§ GOAL: Rewrite the data as a numbered list, starting at the line that contains "Could you give the outline of every instance of the metal" and ending at the final line of the data, with both ends included and blank lines omitted.

§ TASK MATERIAL:
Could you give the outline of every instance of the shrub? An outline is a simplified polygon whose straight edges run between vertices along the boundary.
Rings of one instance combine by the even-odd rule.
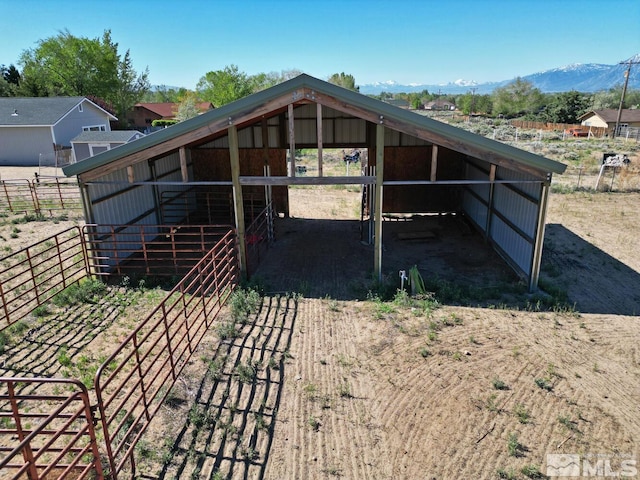
[[[89,278],[65,288],[51,300],[58,307],[68,307],[79,303],[92,303],[103,294],[107,287],[100,280]]]

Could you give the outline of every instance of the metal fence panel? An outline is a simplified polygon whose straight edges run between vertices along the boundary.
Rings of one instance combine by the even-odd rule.
[[[239,274],[237,237],[230,230],[98,369],[96,395],[114,478],[133,461],[136,443]]]
[[[48,393],[58,390],[65,393]],[[89,393],[79,381],[0,378],[0,439],[2,478],[104,478]]]

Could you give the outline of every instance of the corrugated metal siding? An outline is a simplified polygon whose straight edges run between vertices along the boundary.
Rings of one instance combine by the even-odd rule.
[[[490,165],[473,159],[466,164],[468,180],[489,180]],[[540,183],[517,183],[535,180],[530,175],[504,167],[496,169],[497,180],[513,180],[513,184],[494,184],[489,238],[511,263],[525,275],[531,275],[531,264],[538,221]],[[463,196],[465,213],[481,230],[486,229],[489,214],[490,185],[468,185]]]
[[[484,232],[487,225],[487,206],[468,191],[465,191],[462,198],[462,209],[477,224],[478,228]]]
[[[502,219],[493,215],[490,236],[498,247],[515,263],[525,275],[531,275],[533,245],[522,238]]]
[[[536,200],[540,200],[540,183],[539,179],[532,177],[531,175],[527,175],[526,173],[516,172],[513,170],[508,170],[504,167],[496,168],[496,179],[497,180],[513,180],[514,182],[518,181],[535,181],[536,183],[514,183],[513,188],[524,192],[529,195],[531,198]]]
[[[134,175],[136,178],[147,178],[146,163],[134,165]],[[123,225],[130,223],[133,219],[155,207],[153,188],[151,186],[131,188],[125,170],[118,170],[105,175],[98,181],[118,183],[92,184],[88,186],[93,221],[95,223]],[[110,196],[108,201],[100,201],[101,198],[106,196]],[[154,214],[148,214],[138,223],[150,225],[157,222]]]
[[[493,208],[507,220],[534,239],[538,220],[538,206],[504,184],[496,184]]]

§ OUTPUT FOR THIS EXERCISE:
1. Could you give the outline of every instance of the metal fence panel? An outline is a simplified polygon whose straight edges run between vertices along the boundary.
2. Rings of one instance combine by the even-odd rule.
3. [[[239,274],[237,237],[230,230],[98,369],[96,395],[114,478],[133,461],[136,443]]]
4. [[[48,393],[58,390],[65,393]],[[89,393],[79,381],[0,378],[0,439],[2,478],[104,478]]]
5. Could you give the outline of every instance of the corrugated metal siding? An outline is a simplified polygon whose straight edges run between vertices along the boundary.
6. Rings of one instance combine by the even-odd rule.
7. [[[490,165],[473,159],[466,164],[468,180],[489,180]],[[540,183],[517,183],[535,180],[530,175],[504,167],[496,169],[497,180],[513,180],[513,184],[494,184],[489,238],[511,263],[525,275],[531,275],[531,264],[538,221]],[[463,196],[465,213],[481,230],[486,229],[489,214],[490,185],[468,185]]]
8. [[[484,232],[487,225],[487,206],[468,191],[465,191],[462,198],[462,209],[477,224],[478,228]]]
9. [[[502,219],[493,215],[490,236],[498,247],[515,263],[525,275],[531,275],[533,245],[522,238]]]
10. [[[536,200],[540,200],[540,183],[539,179],[532,177],[531,175],[527,175],[526,173],[516,172],[513,170],[508,170],[504,167],[496,168],[496,179],[497,180],[513,180],[514,182],[518,181],[535,181],[536,183],[514,183],[513,188],[524,192],[529,195],[531,198]]]
11. [[[134,175],[136,178],[147,178],[146,163],[134,165]],[[123,225],[130,223],[133,219],[155,207],[153,188],[151,186],[131,188],[125,170],[118,170],[105,175],[98,181],[118,183],[92,184],[88,186],[93,221],[95,223]],[[110,196],[108,201],[100,201],[101,198],[106,196]],[[154,214],[148,214],[138,223],[150,225],[157,222]]]
12. [[[493,208],[507,220],[534,239],[538,220],[538,206],[504,184],[496,184]]]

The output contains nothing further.